:: EXERCISE AIM ::
Copy every entry. Do not alter a single word.

** DATASET RECORDS follows **

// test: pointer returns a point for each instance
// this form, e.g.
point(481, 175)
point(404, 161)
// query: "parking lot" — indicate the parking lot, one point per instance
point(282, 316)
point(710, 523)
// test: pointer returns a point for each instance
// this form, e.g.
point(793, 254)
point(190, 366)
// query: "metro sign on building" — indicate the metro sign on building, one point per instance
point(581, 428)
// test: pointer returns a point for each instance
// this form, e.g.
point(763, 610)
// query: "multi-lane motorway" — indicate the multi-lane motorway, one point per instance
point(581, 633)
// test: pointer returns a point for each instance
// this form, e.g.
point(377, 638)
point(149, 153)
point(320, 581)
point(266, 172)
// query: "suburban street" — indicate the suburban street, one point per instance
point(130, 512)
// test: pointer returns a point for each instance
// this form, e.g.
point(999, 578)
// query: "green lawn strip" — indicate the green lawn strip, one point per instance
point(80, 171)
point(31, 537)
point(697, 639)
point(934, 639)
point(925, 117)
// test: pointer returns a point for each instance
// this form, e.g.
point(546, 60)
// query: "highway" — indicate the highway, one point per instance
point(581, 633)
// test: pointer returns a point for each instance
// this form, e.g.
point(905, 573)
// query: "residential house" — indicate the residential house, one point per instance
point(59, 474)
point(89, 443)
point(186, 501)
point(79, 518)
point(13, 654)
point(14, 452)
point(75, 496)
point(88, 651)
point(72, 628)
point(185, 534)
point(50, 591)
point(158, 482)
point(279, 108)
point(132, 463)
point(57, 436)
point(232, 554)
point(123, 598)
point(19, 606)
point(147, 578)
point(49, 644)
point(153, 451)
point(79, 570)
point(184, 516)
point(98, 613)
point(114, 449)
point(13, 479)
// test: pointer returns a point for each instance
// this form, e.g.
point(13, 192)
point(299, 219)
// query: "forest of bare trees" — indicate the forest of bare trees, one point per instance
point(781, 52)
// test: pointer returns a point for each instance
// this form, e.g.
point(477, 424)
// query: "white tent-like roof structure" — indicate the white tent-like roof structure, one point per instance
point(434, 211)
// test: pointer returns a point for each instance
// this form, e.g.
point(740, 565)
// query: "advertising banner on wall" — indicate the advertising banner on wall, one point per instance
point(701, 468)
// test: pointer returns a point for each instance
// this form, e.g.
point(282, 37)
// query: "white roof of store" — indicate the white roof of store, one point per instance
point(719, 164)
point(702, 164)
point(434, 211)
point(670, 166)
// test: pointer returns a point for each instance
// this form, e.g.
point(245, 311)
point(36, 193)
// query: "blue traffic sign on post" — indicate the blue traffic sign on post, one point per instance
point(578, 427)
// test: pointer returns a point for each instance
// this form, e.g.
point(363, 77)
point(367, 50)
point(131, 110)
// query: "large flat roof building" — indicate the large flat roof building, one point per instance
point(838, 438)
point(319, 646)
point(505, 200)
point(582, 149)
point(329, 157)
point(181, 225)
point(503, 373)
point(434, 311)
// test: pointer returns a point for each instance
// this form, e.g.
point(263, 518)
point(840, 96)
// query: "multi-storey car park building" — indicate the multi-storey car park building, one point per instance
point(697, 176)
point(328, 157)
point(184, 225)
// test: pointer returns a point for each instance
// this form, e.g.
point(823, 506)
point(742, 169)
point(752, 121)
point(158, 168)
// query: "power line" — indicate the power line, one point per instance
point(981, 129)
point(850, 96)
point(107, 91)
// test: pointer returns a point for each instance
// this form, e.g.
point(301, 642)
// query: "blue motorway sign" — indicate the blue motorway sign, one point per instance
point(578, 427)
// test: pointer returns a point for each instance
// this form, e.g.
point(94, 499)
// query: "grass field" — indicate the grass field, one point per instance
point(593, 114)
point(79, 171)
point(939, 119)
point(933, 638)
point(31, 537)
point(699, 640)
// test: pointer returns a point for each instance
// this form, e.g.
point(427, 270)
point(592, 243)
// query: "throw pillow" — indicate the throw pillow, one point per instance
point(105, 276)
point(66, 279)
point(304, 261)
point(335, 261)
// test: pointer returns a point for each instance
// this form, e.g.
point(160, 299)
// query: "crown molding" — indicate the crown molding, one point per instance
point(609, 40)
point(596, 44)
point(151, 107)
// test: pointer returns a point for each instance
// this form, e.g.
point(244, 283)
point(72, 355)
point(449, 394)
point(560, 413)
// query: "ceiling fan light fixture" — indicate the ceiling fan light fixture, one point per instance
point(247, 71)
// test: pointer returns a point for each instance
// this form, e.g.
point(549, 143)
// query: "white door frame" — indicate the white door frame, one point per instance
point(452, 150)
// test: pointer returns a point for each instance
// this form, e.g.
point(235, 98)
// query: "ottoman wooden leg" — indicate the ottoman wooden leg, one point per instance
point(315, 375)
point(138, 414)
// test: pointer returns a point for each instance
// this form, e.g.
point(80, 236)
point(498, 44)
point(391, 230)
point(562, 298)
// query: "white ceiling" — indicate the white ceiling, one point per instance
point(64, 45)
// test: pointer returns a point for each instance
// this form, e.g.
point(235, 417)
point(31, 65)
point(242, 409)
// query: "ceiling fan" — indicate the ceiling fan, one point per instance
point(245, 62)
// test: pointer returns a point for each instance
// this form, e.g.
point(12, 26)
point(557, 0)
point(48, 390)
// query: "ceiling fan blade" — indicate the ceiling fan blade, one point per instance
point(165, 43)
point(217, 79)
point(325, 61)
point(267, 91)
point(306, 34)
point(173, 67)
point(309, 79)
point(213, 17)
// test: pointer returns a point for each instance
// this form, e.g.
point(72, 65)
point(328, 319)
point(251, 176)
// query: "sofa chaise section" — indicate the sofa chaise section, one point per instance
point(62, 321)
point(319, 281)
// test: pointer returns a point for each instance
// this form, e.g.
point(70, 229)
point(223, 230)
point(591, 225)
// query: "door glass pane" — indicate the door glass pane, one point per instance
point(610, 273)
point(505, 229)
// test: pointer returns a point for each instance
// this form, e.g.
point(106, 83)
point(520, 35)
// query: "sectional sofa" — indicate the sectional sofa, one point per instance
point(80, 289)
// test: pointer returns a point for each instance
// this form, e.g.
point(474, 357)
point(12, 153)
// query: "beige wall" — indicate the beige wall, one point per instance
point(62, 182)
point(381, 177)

** End of DATASET RECORDS **

:: SOLUTION FOR THIS EXERCISE ::
// test: pointer returns a point for each instance
// this form, e.g.
point(481, 175)
point(404, 161)
// query: "parking lot" — indicate the parking lot, one point per instance
point(282, 316)
point(710, 523)
// test: pointer returns a point for each instance
// this form, e.g.
point(793, 254)
point(190, 366)
// query: "metro sign on building" — indicate the metro sign on building, one point per instance
point(581, 428)
// test: pointer returns a point for each instance
// this form, e.g.
point(763, 610)
// query: "multi-lane motorway" — indicate the multi-lane motorway, one point per instance
point(581, 633)
// test: pointer returns a point for each instance
// this form, e.g.
point(377, 638)
point(149, 153)
point(320, 581)
point(266, 172)
// query: "suburban street" — indicate the suburban street, one point per instance
point(130, 512)
// test: pointer returns a point for each instance
// this form, e.g.
point(999, 578)
// query: "green lawn strip" — indicate the green lawn strip, one point per instance
point(80, 171)
point(31, 537)
point(697, 639)
point(934, 639)
point(925, 117)
// test: pointer returns a point for each instance
// this form, e.g.
point(546, 60)
// query: "highway" — indicate the highway, one point per instance
point(581, 633)
// test: pointer returns a point for each instance
// this form, e.g.
point(905, 573)
// query: "residential house" — indicate the residential house, one point per instance
point(59, 474)
point(89, 443)
point(186, 501)
point(79, 518)
point(13, 654)
point(14, 452)
point(75, 496)
point(88, 651)
point(72, 628)
point(185, 534)
point(50, 591)
point(158, 482)
point(279, 108)
point(132, 463)
point(57, 436)
point(232, 554)
point(123, 598)
point(19, 606)
point(147, 578)
point(49, 644)
point(153, 451)
point(79, 570)
point(184, 516)
point(98, 613)
point(114, 449)
point(13, 479)
// test: pointer returns a point for each instance
// this form, e.g.
point(13, 192)
point(299, 219)
// query: "forest of bare trees" — indicate the forest of bare trees, one point per instance
point(781, 52)
// test: pointer returns a point for each instance
// this form, e.g.
point(477, 424)
// query: "white tent-like roof structure" — indicate the white tent-like roof structure, one point per instance
point(434, 211)
// test: pointer returns a point for each instance
// this form, e.g.
point(740, 565)
// query: "advertising banner on wall" — indicate the advertising banner on wall, one point per instance
point(701, 468)
// test: pointer returns a point for each instance
// this form, e.g.
point(282, 37)
// query: "white roof of store" — indicate the white roof of store, one point per instance
point(719, 164)
point(702, 164)
point(434, 211)
point(670, 166)
// test: pointer returns a point for each instance
// this form, e.g.
point(245, 311)
point(36, 193)
// query: "blue traffic sign on post" — indicate the blue traffic sign on post, one point per instance
point(578, 427)
// test: pointer returns a point for each instance
// this form, e.g.
point(363, 77)
point(367, 50)
point(131, 110)
// query: "large flat roof building" — indicate the large flat roof building, one point per instance
point(838, 438)
point(319, 646)
point(505, 200)
point(582, 149)
point(329, 157)
point(181, 225)
point(503, 373)
point(434, 311)
// test: pointer returns a point for each instance
// this form, e.g.
point(263, 518)
point(840, 96)
// query: "multi-storey car park building" — indicate the multi-storey car park building, one point per instance
point(697, 176)
point(328, 157)
point(184, 225)
// test: pointer returns a point for each instance
// this form, e.g.
point(823, 506)
point(742, 169)
point(752, 121)
point(158, 168)
// query: "power line" — indicate the power line, one point per instance
point(981, 129)
point(850, 96)
point(107, 91)
// test: pointer returns a point for each instance
// this form, e.g.
point(301, 642)
// query: "blue motorway sign" — indicate the blue motorway sign, one point per instance
point(578, 427)
// test: pointer returns a point for each instance
// this form, e.g.
point(94, 499)
// query: "grass field" — indicate the grass field, one point per instance
point(593, 114)
point(79, 171)
point(939, 119)
point(933, 638)
point(31, 537)
point(699, 640)
// test: pointer returns a point for each instance
// this form, e.g.
point(427, 270)
point(592, 243)
// query: "throw pillow" — indicate the throw pillow, one point per instance
point(105, 276)
point(66, 279)
point(304, 261)
point(335, 261)
// test: pointer returns a point for each instance
// this form, e.g.
point(160, 299)
// query: "crown molding" — indicate the crown molding, one point per instance
point(609, 40)
point(596, 44)
point(151, 107)
// test: pointer returns a point for each instance
// this form, e.g.
point(244, 283)
point(72, 355)
point(449, 394)
point(560, 413)
// query: "ceiling fan light fixture" — indicate the ceiling fan light fixture, one point per instance
point(247, 71)
// test: pointer returns a point for each instance
// this form, e.g.
point(549, 143)
// query: "white door frame" — indicate the white door frame, one point per instance
point(452, 150)
// test: pointer returns a point for each instance
// this form, e.g.
point(235, 98)
// query: "ottoman wooden leg" — indicate the ottoman wooden leg, one point per instance
point(315, 375)
point(138, 414)
// test: pointer returns a point for each instance
// this form, e.g.
point(80, 236)
point(498, 44)
point(391, 230)
point(562, 298)
// query: "white ceiling" — indicate the white ceiling, one point per instance
point(64, 45)
// test: pointer returns a point for each instance
// this form, e.g.
point(235, 417)
point(31, 65)
point(242, 409)
// query: "ceiling fan" — indicate the ceiling fan, one point per instance
point(245, 62)
// test: pointer returns a point for each instance
// this form, e.g.
point(12, 26)
point(557, 0)
point(48, 390)
// query: "ceiling fan blade" — indicate the ceiling fan blade, one point per instance
point(165, 43)
point(217, 79)
point(325, 61)
point(267, 91)
point(306, 34)
point(173, 67)
point(309, 79)
point(213, 17)
// test: pointer returns a point for each instance
// this form, e.g.
point(72, 65)
point(328, 319)
point(251, 176)
// query: "sofa chaise section" — indicate the sofa chaise section, one point per instance
point(62, 321)
point(319, 281)
// test: pointer returns a point for each instance
// this form, e.g.
point(70, 229)
point(223, 230)
point(591, 225)
// query: "door glass pane" — indicate the door glass pane, one point per instance
point(610, 273)
point(505, 229)
// test: pointer returns a point for each instance
// this form, e.g.
point(106, 83)
point(520, 35)
// query: "sectional sofa" — indicate the sectional sofa, one point per instance
point(80, 289)
// test: pointer returns a point for each instance
// this form, e.g.
point(474, 357)
point(12, 153)
// query: "beige wall" — indicate the beige wall, one point per instance
point(62, 182)
point(381, 177)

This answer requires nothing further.